The entries below should be transcribed in their entirety, exactly as written.

────────────────

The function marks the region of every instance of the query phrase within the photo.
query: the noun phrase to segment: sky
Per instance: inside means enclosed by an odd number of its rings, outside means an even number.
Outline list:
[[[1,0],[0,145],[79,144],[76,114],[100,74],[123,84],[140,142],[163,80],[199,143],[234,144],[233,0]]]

────────────────

→ TASK OUTPUT
The function marks the region of every instance of the query phrase within the photo.
query: the noun phrase to segment: sky
Per instance: inside means enclosed by an odd number of its rings, outside means an even number.
Outline list:
[[[1,0],[0,145],[79,144],[76,114],[100,74],[123,84],[140,142],[163,80],[199,143],[234,144],[233,0]]]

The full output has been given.